CONSIGNE 1:
Répondez aux questions suivantes à partir de l'extrait sur les fake news en période électorale.
(a) Comment le nombre d'utilisateurs des réseaux sociaux a-t-il évolué depuis les dernières élections générales ?
(b) Quelle part de la population est indécise selon le CEO de Cerebro ?
(c) Quelle fonction occupe Vino Sookloll ?

EXTRAIT DU DOCUMENT:
==============================

En fait, poursuit-il, on n’en était qu’à la phase préliminaire durant la campagne précédant les élections de décembre 2014 : « C’était un avant-goût. D’ailleurs, depuis les dernières élections générales, le nombre d’utilisateurs sur les réseaux sociaux a presque doublé. » Il précise que le temps que passent les internautes sur les réseaux sociaux a lui aussi augmenté. Faire régulièrement un tour sur sa page Facebook, par exemple, est devenue quelque chose d’instinctif.
Javed Bolah explique que c’est justement parce qu’on peut toucher le plus grand nombre sur différentes plateformes en ligne que les campagnes de désinformation sont nombreuses. « La méthode One-to-One requiert beaucoup de temps et de ressources, alors qu’il suffit d’un clic pour qu’un post soit vu et partagé par des milliers de personnes », renchérit-il.
Mais ces fake news, aussi appelées infox, parviendront-elles vraiment à influencer le choix des électeurs ? Le CEO de Cerebro est d’avis que de nombreuses personnes ont déjà pris leur décision et que rien ne pourra leur faire changer d’avis, et ce peu importent les fake news qui pullulent sur la Toile. « Environ 50 % à 60 % de la population est indécise. Cela ne signifie pas pour autant que ces gens-là n’ont pas fait leur choix ou encore qu’ils sont dupes. Cela peut vouloir dire qu’ils prennent le temps d’analyser la situation », souligne-t-il.
Pour lui, l’explosion de fake news sur les réseaux sociaux n’aurait peut-être pas été la même si la campagne électorale avait été plus courte. « Certains espèrent qu’à force de répéter et de passer des images en boucle, cela s’ancrera dans la tête des gens », dit-il.
Vino Sookloll, directeur de FCB Cread, fait ressortir que s’il y a des personnes qui se laissent facilement influencer, d’autres réfléchissent. Et cela est valable en temps normal, pas seulement pour les élections générales, selon lui. « Il y a plusieurs types d’internautes. Certains sautent sur des informations, qu’elles soient vraies ou fausses, qui circulent sur les réseaux sociaux et les partagent. D’autres se contentent de like ces publications. D’autres encore ne feront que les lire. En réalité, cela revient au même », analyse-t-il.

==============================

CONSIGNE 2:
Dans la liste, reprenez les lignes allant de celle qui contient "Annotate each instance of the door" jusqu'à la fin de la liste incluse, en remplaçant "door mirror housing" par "side mirror cover" et sans rien changer d'autre.

Données enregistrées:

==============================

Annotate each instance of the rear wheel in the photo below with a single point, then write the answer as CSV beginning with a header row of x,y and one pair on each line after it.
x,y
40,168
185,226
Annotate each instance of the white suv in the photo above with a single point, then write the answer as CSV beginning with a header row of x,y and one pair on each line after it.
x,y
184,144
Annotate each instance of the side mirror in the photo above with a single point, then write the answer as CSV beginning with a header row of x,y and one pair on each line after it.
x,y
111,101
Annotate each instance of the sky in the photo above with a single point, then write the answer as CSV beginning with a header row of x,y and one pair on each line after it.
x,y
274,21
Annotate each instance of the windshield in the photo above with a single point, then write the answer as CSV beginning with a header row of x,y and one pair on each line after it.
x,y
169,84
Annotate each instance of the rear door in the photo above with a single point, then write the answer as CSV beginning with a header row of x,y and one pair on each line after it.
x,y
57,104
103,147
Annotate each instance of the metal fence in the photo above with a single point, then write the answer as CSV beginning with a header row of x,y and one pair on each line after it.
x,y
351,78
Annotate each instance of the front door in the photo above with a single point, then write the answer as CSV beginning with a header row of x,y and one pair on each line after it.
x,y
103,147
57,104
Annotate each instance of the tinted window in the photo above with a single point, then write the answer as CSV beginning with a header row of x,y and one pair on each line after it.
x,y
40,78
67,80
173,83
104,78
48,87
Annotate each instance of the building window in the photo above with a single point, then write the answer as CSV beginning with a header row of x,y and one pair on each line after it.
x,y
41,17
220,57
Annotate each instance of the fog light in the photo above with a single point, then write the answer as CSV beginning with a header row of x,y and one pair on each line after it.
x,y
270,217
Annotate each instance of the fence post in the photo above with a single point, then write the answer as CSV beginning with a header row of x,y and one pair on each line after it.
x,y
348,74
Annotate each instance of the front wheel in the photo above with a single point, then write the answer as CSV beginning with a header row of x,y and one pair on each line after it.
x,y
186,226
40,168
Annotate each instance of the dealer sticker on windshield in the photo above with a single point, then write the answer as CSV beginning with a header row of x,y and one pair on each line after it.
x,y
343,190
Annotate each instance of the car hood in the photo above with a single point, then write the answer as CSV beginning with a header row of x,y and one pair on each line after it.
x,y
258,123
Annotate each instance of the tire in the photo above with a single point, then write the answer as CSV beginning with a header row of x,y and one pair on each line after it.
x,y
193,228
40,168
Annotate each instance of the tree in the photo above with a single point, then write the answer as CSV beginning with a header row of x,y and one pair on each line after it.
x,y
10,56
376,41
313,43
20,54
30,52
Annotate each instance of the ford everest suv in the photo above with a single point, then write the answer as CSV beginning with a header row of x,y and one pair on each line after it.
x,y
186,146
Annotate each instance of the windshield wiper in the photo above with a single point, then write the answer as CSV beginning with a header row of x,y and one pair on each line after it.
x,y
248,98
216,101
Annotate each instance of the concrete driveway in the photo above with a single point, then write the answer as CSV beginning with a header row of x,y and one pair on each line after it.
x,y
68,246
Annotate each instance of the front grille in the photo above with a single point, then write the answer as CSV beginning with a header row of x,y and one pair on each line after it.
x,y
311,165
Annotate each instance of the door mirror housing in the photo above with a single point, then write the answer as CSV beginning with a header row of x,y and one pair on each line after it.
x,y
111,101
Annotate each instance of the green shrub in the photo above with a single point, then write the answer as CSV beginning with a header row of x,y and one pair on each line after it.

==============================

RÉPONSE COMPLÈTE 1:
(a) Il a presque doublé.
(b) Environ 50 % à 60 % de la population.
(c) Il est directeur de FCB Cread.

RÉPONSE COMPLÈTE 2:
Annotate each instance of the side mirror cover in the photo above with a single point, then write the answer as CSV beginning with a header row of x,y and one pair on each line after it.
x,y
111,101
Annotate each instance of the green shrub in the photo above with a single point, then write the answer as CSV beginning with a header row of x,y and one pair on each line after it.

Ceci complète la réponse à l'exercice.